WHAT THE EXERCISE ASKS -
Return the entries in full, exactly as written.

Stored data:
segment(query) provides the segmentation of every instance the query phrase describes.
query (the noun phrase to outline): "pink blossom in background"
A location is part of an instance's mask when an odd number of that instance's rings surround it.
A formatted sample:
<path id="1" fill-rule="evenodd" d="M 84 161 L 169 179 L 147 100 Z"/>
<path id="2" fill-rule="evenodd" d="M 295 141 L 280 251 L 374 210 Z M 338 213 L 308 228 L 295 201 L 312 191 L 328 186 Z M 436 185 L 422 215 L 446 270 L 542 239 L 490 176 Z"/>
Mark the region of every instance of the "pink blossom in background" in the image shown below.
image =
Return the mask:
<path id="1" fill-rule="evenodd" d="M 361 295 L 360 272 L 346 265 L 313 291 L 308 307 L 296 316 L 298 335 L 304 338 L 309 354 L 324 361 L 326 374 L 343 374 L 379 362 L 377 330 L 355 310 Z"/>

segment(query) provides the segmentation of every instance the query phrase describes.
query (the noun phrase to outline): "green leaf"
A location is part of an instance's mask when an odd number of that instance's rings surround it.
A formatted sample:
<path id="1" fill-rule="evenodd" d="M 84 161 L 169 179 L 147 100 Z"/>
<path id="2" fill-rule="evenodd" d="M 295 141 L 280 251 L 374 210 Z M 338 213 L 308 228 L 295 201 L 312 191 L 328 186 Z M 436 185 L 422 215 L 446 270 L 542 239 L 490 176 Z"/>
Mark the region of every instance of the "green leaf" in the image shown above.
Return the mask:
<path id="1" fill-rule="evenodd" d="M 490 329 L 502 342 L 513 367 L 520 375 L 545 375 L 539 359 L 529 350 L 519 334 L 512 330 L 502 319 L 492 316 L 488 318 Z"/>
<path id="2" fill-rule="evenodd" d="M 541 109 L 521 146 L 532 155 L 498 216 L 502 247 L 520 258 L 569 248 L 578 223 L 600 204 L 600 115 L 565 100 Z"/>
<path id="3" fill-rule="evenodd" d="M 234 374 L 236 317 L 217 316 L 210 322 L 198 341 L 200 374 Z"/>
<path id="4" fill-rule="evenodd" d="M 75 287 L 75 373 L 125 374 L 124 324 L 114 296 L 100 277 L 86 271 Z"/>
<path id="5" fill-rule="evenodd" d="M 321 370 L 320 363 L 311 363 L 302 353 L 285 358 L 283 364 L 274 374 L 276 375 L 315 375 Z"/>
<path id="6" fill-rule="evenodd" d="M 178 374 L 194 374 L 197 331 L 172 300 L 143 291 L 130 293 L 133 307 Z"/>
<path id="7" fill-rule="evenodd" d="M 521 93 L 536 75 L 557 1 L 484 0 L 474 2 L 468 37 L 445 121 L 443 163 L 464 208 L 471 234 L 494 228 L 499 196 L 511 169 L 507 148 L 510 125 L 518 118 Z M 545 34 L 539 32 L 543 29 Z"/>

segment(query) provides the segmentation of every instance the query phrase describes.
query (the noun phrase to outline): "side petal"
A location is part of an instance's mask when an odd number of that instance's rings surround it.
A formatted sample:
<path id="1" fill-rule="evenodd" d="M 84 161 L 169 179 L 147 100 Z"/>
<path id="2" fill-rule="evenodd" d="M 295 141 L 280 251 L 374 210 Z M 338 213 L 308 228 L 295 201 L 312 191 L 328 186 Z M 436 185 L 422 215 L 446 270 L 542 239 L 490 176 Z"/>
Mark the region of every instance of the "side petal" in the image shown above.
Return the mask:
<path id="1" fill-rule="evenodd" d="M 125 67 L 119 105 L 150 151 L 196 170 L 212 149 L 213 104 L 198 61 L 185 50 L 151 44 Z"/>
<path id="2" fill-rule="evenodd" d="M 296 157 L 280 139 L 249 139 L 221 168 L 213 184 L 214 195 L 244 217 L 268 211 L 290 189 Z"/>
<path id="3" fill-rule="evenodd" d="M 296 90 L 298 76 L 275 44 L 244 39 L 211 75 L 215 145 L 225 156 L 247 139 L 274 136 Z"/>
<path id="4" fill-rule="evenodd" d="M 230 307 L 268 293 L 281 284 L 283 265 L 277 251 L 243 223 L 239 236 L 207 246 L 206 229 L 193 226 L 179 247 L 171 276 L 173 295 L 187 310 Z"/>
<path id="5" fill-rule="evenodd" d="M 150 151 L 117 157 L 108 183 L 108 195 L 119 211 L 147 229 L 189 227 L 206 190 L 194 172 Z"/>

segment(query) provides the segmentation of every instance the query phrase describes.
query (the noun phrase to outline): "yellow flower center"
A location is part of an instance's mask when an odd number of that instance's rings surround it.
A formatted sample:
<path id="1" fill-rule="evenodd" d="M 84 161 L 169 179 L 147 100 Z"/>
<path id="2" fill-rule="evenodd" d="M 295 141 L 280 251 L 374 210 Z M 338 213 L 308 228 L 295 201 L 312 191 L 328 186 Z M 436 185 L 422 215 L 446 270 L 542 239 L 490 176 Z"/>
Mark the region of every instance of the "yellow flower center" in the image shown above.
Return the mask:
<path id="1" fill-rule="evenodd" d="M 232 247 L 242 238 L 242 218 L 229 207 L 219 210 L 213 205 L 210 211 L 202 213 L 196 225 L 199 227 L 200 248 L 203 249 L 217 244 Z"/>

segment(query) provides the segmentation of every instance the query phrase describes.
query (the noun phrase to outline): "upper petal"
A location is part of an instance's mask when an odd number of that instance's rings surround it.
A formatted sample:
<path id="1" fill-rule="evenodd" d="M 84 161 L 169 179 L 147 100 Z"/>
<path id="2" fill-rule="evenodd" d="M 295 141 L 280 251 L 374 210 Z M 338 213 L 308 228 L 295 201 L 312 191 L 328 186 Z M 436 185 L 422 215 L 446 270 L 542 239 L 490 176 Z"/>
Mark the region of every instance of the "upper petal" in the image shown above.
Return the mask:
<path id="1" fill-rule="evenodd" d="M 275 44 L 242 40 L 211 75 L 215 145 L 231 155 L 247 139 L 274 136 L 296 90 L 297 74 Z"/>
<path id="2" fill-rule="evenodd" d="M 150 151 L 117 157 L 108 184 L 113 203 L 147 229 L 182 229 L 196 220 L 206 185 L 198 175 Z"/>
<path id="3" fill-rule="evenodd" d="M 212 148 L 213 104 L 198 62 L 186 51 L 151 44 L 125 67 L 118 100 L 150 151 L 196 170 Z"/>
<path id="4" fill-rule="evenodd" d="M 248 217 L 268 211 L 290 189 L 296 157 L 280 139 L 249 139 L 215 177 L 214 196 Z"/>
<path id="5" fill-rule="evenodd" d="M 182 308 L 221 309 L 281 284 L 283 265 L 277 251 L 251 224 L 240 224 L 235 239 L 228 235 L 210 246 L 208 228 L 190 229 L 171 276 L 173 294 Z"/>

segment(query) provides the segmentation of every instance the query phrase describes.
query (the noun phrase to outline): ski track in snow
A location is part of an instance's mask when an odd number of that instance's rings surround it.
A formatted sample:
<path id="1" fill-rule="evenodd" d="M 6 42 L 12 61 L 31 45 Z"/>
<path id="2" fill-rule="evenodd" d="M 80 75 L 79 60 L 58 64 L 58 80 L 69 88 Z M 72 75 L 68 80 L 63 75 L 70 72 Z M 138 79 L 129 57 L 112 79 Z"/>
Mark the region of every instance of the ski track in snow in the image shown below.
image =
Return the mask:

ANSWER FOR THE TASK -
segment(query) provides the segmentation of every instance the query phrase describes.
query (the noun phrase to outline): "pink blossom in background"
A location is part of an instance's mask when an odd number of that instance's rings surround it.
A formatted sample:
<path id="1" fill-rule="evenodd" d="M 84 161 L 169 179 L 147 100 Z"/>
<path id="2" fill-rule="evenodd" d="M 295 141 L 280 251 L 374 210 Z M 338 213 L 308 228 L 295 201 L 312 191 L 328 186 Z M 436 185 L 422 215 L 446 270 L 542 239 L 490 176 Z"/>
Mark the region of every instance of the "pink blossom in background" in the image shown below.
image =
Return the mask:
<path id="1" fill-rule="evenodd" d="M 361 295 L 360 272 L 346 265 L 313 291 L 308 307 L 296 316 L 298 335 L 304 338 L 309 354 L 324 361 L 326 374 L 343 374 L 379 362 L 377 330 L 355 310 Z"/>

segment(query) provides the segmentation of every instance the query phrase describes.
query (the noun phrase to outline): "green leaf"
A location is part of an instance's mask when an odd number of that instance's rings surround it.
A formatted sample:
<path id="1" fill-rule="evenodd" d="M 84 161 L 169 179 L 147 100 Z"/>
<path id="2" fill-rule="evenodd" d="M 295 141 L 280 251 L 374 210 Z M 338 213 L 308 228 L 295 201 L 312 191 L 328 186 Z M 436 185 L 422 215 L 446 270 L 542 239 L 490 176 Z"/>
Mark the region of every instance of the "green leaf" in the image shown above.
Return the mask:
<path id="1" fill-rule="evenodd" d="M 490 329 L 502 342 L 513 367 L 520 375 L 545 375 L 539 359 L 529 350 L 519 334 L 512 330 L 502 319 L 492 316 L 488 318 Z"/>
<path id="2" fill-rule="evenodd" d="M 541 109 L 521 146 L 532 155 L 498 216 L 502 247 L 520 258 L 569 248 L 578 223 L 600 204 L 600 115 L 565 100 Z"/>
<path id="3" fill-rule="evenodd" d="M 234 374 L 236 317 L 217 316 L 210 322 L 198 341 L 200 374 Z"/>
<path id="4" fill-rule="evenodd" d="M 75 287 L 75 373 L 125 374 L 124 324 L 114 296 L 100 277 L 86 271 Z"/>
<path id="5" fill-rule="evenodd" d="M 321 370 L 320 363 L 311 363 L 302 353 L 285 358 L 283 364 L 274 374 L 276 375 L 315 375 Z"/>
<path id="6" fill-rule="evenodd" d="M 178 374 L 194 374 L 197 331 L 172 300 L 143 291 L 130 293 L 133 307 Z"/>
<path id="7" fill-rule="evenodd" d="M 521 93 L 536 75 L 557 1 L 484 0 L 474 2 L 468 37 L 445 121 L 443 163 L 464 208 L 471 234 L 494 228 L 499 196 L 511 169 L 507 148 L 510 125 L 518 118 Z M 545 34 L 539 32 L 543 29 Z"/>

segment(query) provides the segmentation of every instance the query phrase describes.
query (the noun phrase to outline): "side petal"
A location is part of an instance's mask when an odd number of that instance's rings surround it.
A formatted sample:
<path id="1" fill-rule="evenodd" d="M 84 161 L 169 179 L 147 100 Z"/>
<path id="2" fill-rule="evenodd" d="M 295 141 L 280 251 L 374 210 Z M 338 213 L 308 228 L 295 201 L 312 191 L 328 186 Z M 436 185 L 422 215 L 446 270 L 542 239 L 490 176 Z"/>
Mark the region of every instance of the "side petal" in the image shown above.
Return the mask:
<path id="1" fill-rule="evenodd" d="M 125 67 L 119 105 L 150 151 L 196 170 L 212 149 L 213 104 L 198 61 L 185 50 L 151 44 Z"/>
<path id="2" fill-rule="evenodd" d="M 296 157 L 280 139 L 249 139 L 221 168 L 213 184 L 214 195 L 244 217 L 268 211 L 290 189 Z"/>
<path id="3" fill-rule="evenodd" d="M 296 90 L 298 76 L 275 44 L 244 39 L 211 75 L 215 145 L 225 156 L 247 139 L 274 136 Z"/>
<path id="4" fill-rule="evenodd" d="M 230 307 L 268 293 L 281 284 L 283 265 L 277 251 L 243 223 L 239 236 L 207 246 L 206 229 L 193 226 L 179 247 L 171 276 L 173 295 L 187 310 Z"/>
<path id="5" fill-rule="evenodd" d="M 150 151 L 117 157 L 108 183 L 108 195 L 119 211 L 147 229 L 189 227 L 206 190 L 194 172 Z"/>

segment(query) provides the segmentation of every instance the query phrase describes.
query (the noun phrase to outline): "yellow flower center"
A location is part of an instance's mask when an odd number of that instance's rings surround it.
A formatted sample:
<path id="1" fill-rule="evenodd" d="M 84 161 L 169 179 L 147 100 Z"/>
<path id="2" fill-rule="evenodd" d="M 295 141 L 280 251 L 374 210 Z M 338 213 L 308 228 L 295 201 L 312 191 L 328 186 Z M 436 185 L 422 215 L 446 270 L 542 239 L 490 176 Z"/>
Mark the region of every instance of the "yellow flower center" in the image shown above.
Return the mask:
<path id="1" fill-rule="evenodd" d="M 232 247 L 242 238 L 242 218 L 229 207 L 219 210 L 213 205 L 210 211 L 202 213 L 196 225 L 199 227 L 200 248 L 203 249 L 217 244 Z"/>

segment(query) provides the segmentation of every instance the query phrase describes.
query (the noun phrase to outline): "upper petal"
A location is part of an instance's mask when an odd number of that instance's rings surround it.
A formatted sample:
<path id="1" fill-rule="evenodd" d="M 84 161 L 169 179 L 147 100 Z"/>
<path id="2" fill-rule="evenodd" d="M 295 141 L 280 251 L 374 210 Z M 338 213 L 308 228 L 295 201 L 312 191 L 328 186 Z M 436 185 L 422 215 L 446 270 L 542 239 L 490 176 Z"/>
Mark the region of every instance of the "upper petal" in the image shown above.
Return the mask:
<path id="1" fill-rule="evenodd" d="M 275 44 L 242 40 L 211 75 L 215 145 L 231 155 L 247 139 L 274 136 L 296 90 L 297 74 Z"/>
<path id="2" fill-rule="evenodd" d="M 150 151 L 117 157 L 108 184 L 113 203 L 147 229 L 182 229 L 196 220 L 206 185 L 198 175 Z"/>
<path id="3" fill-rule="evenodd" d="M 212 148 L 213 104 L 198 62 L 186 51 L 151 44 L 125 67 L 118 100 L 150 151 L 196 170 Z"/>
<path id="4" fill-rule="evenodd" d="M 248 217 L 268 211 L 290 189 L 296 157 L 280 139 L 249 139 L 215 177 L 214 196 Z"/>
<path id="5" fill-rule="evenodd" d="M 182 308 L 221 309 L 281 284 L 283 265 L 277 251 L 251 224 L 240 224 L 235 239 L 228 235 L 210 246 L 208 228 L 190 229 L 171 276 L 173 294 Z"/>

segment(query) provides the segmentation of every instance the query phrase describes.
query (the noun phrase to outline): ski track in snow
A location is part of an instance's mask when an odd number of that instance's rings surround it.
A formatted sample:
<path id="1" fill-rule="evenodd" d="M 6 42 L 12 61 L 31 45 Z"/>
<path id="2" fill-rule="evenodd" d="M 80 75 L 79 60 L 58 64 L 58 80 L 69 88 Z M 72 75 L 68 80 L 63 75 L 70 72 Z M 138 79 L 129 57 L 112 79 Z"/>
Mark the region of every instance of the ski track in snow in the image shown below.
image =
Return the mask:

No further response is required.